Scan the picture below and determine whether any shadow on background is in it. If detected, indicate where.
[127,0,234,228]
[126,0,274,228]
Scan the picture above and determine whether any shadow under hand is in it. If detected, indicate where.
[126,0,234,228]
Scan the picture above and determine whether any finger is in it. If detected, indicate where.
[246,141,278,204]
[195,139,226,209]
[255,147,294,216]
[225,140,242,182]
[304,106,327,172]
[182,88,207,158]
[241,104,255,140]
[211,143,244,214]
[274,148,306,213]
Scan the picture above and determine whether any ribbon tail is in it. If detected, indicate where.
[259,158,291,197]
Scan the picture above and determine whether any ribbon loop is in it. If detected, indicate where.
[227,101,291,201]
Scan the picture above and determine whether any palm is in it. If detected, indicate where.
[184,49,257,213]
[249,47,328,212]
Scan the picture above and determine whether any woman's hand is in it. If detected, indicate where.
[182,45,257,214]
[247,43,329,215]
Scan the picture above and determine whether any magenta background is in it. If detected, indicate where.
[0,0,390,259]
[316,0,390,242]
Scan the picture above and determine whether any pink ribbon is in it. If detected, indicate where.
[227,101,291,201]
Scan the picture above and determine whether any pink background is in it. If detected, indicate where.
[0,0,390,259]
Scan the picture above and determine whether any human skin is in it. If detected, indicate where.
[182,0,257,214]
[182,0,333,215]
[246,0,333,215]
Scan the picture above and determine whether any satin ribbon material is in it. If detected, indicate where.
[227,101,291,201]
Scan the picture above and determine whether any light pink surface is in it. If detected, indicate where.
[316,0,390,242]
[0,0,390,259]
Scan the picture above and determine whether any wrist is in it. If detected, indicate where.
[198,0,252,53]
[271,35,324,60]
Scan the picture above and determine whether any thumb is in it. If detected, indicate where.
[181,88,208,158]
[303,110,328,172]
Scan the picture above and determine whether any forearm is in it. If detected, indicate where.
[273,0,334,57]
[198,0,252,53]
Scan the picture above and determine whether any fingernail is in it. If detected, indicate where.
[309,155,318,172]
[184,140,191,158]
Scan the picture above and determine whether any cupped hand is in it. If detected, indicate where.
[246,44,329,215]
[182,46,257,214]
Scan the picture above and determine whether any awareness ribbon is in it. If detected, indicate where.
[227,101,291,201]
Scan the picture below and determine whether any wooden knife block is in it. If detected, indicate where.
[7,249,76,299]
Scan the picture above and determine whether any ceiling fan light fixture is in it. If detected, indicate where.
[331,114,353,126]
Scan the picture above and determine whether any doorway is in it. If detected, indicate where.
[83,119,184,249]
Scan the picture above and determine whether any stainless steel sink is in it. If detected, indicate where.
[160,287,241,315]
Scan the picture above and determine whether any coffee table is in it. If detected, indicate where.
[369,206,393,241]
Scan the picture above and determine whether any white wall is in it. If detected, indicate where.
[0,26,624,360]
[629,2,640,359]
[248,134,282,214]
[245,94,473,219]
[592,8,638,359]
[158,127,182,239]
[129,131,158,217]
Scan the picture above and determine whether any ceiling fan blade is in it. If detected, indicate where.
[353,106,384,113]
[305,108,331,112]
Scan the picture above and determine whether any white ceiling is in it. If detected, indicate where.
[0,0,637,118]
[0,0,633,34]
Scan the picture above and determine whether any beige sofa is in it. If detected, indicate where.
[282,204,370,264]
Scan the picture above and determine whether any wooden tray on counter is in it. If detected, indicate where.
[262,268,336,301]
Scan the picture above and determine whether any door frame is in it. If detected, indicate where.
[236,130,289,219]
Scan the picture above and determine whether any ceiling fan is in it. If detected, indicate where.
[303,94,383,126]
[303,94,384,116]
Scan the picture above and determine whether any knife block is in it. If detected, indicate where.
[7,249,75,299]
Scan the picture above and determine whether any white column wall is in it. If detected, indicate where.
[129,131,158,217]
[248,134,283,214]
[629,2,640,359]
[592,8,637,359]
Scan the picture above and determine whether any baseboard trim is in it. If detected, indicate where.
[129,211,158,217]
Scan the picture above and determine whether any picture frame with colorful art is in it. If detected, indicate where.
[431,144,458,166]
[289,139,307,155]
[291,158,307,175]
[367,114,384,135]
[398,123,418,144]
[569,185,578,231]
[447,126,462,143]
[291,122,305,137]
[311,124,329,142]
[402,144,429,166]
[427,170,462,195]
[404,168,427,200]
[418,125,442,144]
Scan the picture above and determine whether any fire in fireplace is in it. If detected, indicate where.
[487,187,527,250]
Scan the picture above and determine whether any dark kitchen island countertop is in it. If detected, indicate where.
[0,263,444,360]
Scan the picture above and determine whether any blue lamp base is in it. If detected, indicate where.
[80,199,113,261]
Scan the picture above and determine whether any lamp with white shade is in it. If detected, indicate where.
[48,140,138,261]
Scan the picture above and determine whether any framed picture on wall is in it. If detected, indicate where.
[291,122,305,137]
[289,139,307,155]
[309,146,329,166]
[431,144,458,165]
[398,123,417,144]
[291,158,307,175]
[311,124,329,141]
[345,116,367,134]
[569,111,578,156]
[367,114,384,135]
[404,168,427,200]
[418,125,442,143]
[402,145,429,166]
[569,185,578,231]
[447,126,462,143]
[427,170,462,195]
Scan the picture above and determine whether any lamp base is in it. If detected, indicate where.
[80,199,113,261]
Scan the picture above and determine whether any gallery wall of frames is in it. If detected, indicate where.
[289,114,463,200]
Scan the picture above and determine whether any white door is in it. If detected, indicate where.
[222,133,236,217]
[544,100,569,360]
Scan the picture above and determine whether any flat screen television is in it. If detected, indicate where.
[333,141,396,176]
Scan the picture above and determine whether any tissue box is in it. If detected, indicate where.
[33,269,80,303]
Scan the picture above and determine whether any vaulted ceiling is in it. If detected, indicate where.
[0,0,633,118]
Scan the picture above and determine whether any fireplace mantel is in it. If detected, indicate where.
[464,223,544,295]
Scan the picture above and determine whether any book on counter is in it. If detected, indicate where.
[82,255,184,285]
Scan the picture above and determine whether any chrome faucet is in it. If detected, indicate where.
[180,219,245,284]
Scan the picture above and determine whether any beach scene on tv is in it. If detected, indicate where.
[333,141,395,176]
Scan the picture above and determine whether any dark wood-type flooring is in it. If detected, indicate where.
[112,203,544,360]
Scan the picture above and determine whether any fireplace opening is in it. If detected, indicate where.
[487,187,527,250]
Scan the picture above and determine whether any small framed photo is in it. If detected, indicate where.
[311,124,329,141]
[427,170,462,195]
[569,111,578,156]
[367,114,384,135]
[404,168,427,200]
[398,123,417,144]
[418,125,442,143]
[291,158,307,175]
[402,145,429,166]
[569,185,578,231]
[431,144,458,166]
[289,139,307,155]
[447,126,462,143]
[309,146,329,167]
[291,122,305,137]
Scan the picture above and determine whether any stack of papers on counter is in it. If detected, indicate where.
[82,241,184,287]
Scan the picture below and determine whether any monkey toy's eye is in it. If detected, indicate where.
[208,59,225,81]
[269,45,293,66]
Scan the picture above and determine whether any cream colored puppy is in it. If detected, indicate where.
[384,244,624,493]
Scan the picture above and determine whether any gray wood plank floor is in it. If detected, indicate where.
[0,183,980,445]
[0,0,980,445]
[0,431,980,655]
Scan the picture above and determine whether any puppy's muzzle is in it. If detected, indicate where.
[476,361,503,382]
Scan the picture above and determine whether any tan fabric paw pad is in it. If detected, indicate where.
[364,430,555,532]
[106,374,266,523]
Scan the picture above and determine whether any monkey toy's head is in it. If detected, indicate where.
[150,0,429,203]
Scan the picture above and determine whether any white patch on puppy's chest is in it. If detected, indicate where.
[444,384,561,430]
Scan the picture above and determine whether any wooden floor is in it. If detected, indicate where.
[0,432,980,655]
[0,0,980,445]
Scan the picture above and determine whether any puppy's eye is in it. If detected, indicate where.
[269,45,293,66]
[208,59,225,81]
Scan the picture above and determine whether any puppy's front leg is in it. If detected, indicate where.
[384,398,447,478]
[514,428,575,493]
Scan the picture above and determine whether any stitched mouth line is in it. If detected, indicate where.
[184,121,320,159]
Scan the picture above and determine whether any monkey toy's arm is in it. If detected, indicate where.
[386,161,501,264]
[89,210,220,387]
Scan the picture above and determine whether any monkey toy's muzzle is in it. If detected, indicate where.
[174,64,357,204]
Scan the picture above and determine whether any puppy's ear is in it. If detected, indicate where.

• [DESCRIPTION OF THE TASK] Convert the lines from the one containing "Scan the picture above and determine whether any beige" to the one containing "[48,140,138,261]", both included, into a Markdown table with the columns Row and Line Text. Number each line and omit any blank lines.

• [WRITTEN SOLUTION]
| Row | Line Text |
|---|---|
| 1 | Scan the picture above and determine whether any beige sofa is in it. If detected, indicate where. |
| 2 | [282,204,370,264] |
| 3 | Scan the picture above and determine whether any wooden tray on counter is in it. If detected, indicate where. |
| 4 | [262,268,336,301] |
| 5 | Scan the picture above and determine whether any door frame is in it. If detected, indicate where. |
| 6 | [236,130,289,219] |
| 7 | Scan the picture above and determine whether any ceiling fan is in it. If detected, indicate where. |
| 8 | [303,94,383,126] |
| 9 | [303,94,384,116] |
| 10 | Scan the picture above and determine whether any knife block is in it. If detected, indicate where. |
| 11 | [7,249,75,299] |
| 12 | Scan the picture above and determine whether any white column wall is in it. If detected, indicate where. |
| 13 | [129,131,158,217] |
| 14 | [248,134,283,214] |
| 15 | [629,2,640,359] |
| 16 | [592,8,637,359] |
| 17 | Scan the picture above and determine whether any baseboard trim is in it. If detected, indicate where. |
| 18 | [129,211,158,217] |
| 19 | Scan the picture above and determine whether any picture frame with colorful art is in it. If detected, indicate where. |
| 20 | [431,144,458,166] |
| 21 | [289,139,307,155] |
| 22 | [291,158,307,175] |
| 23 | [367,114,384,135] |
| 24 | [398,123,418,144] |
| 25 | [569,185,578,231] |
| 26 | [447,126,462,143] |
| 27 | [291,122,305,137] |
| 28 | [311,124,329,142] |
| 29 | [402,144,429,166] |
| 30 | [427,170,462,195] |
| 31 | [404,168,427,200] |
| 32 | [418,125,442,144] |
| 33 | Scan the picture above and determine whether any fire in fireplace is in it. If detected, indicate where. |
| 34 | [487,187,527,250] |
| 35 | Scan the picture above and determine whether any dark kitchen island countertop is in it. If detected, indicate where. |
| 36 | [0,263,444,360] |
| 37 | Scan the picture above and determine whether any blue lamp base is in it. If detected, indicate where. |
| 38 | [80,199,113,261] |
| 39 | Scan the picture above and determine whether any lamp with white shade is in it. If detected, indicate where. |
| 40 | [48,140,138,261] |